• **DOCUMENT EXTRACT**
Machine Learning Essential Packages - Jun 2022

Jun 30, 2022

The bascis

The basic packages for data processing, mathematical and scitific calculations.

Package Description
pandas data analysis and manipulation. read/write excel/csv/compressed files, process data, and plot ugly graphs
numpy mathematical functions, random number generators, linear algebra routines.
scipy optimization, integration, interpolation, eigenvalue problems, algebraic equations, differential equations, statistics

The core

Package Description
statsmodels statistical models and hypothesis tests
scikit-learn this is the must-have package for any machine learning project
xgboost gradient boosting trees. For a long period of time, it was the Kaggle competition particpants' favorite.
lightgbm also gradient boosting trees. it took xgboost's place and became the favorite of Kaggle competition particpants.
pytorch I prefer it over keras and tensorflow. The cornerstone for deep learning models.

data visualization

these packages help create descent looking graphs

Package Description
plotly easy to use and can create some nice graphs
seaborn often work hand-in-hand with matplotlib. need some skills to create presentable graphs.
matplotlib easy to create simple but ugly graphs with it. but takes real skills to create graphs that can pass .

web scraping

Package Description
Scrapy for web scraping
beautifulsoup4 extract data from html pages

nice deep learning packages based on pytorch

Package Description
pytorch-tabnet based on pytorch. it is becoming very popular on Kaggle
pytorch-forecasting it has the potential to be practitioners new favorite. it has some really cool deep learning algorithms.

Stored entries:
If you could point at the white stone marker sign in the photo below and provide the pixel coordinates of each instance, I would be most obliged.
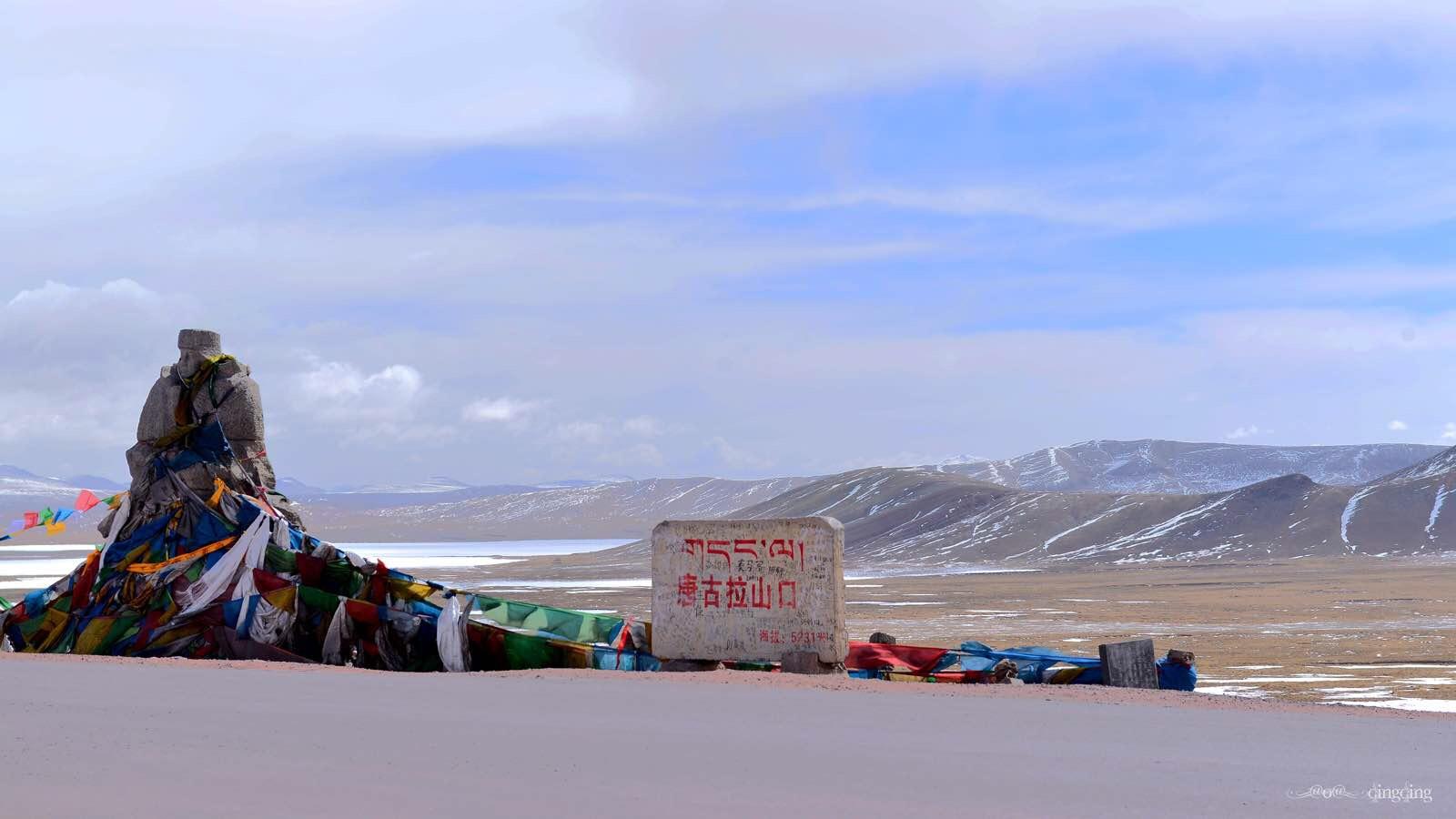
(749, 589)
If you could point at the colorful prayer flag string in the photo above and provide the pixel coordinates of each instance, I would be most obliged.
(55, 519)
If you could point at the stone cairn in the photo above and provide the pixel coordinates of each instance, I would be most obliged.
(203, 423)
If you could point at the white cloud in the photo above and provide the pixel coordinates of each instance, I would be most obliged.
(735, 458)
(1247, 433)
(499, 410)
(644, 426)
(581, 431)
(385, 404)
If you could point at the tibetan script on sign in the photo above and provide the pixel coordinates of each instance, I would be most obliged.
(749, 589)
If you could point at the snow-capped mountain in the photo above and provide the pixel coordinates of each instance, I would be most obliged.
(935, 518)
(1178, 467)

• **TASK INSTRUCTIONS**
**a.** Answer these questions from the machine learning package list:
(i) Which package does the author prefer over keras and tensorflow?
(ii) What does beautifulsoup4 do, according to the list?
(iii) Which package often works hand-in-hand with matplotlib?
**b.** Could you carry the machine learning package list on past its final entry, in the same style?
The stored entries are data unrelated to the machine learning package list.

• **RESPONSES FOR EACH TASK**
**a.**
(i) pytorch
(ii) It extracts data from html pages.
(iii) seaborn

**b.**
pytorch-lightning if you install pytorch-forecasting, this package along with pytorch will also be installed

hyperparameter tunning

either one of the following is sufficient to do the job

Package Description
hyperopt I use it for all my projects. Very powerful package for hyperparameter tunning
optuna an alertnative for hyperopt. I don't use it but it is used in pytorch-forecasting package and gets installed when installing pytorch-forecasting

feature engineering

Package Description
ta-lib This is a popular package for engineering technical features for time series data. Note that this package requires Visual Studio Community 2015 be installed on the machine first
finta This package is a nice alternative if installing ta-lib is not possible due to various reasons
tsfresh tsfresh is used for systematic feature engineering from time-series and other sequential data

anomaly detection

Package Description
Merlion This is a descent package for anomaly detection. It is developed by Salesforce.

misc

Package Description
yfinance This is a very neat package that helps downloading stock price data from yahoo finance.
PyArrow I use this package to write Parquet file.

more….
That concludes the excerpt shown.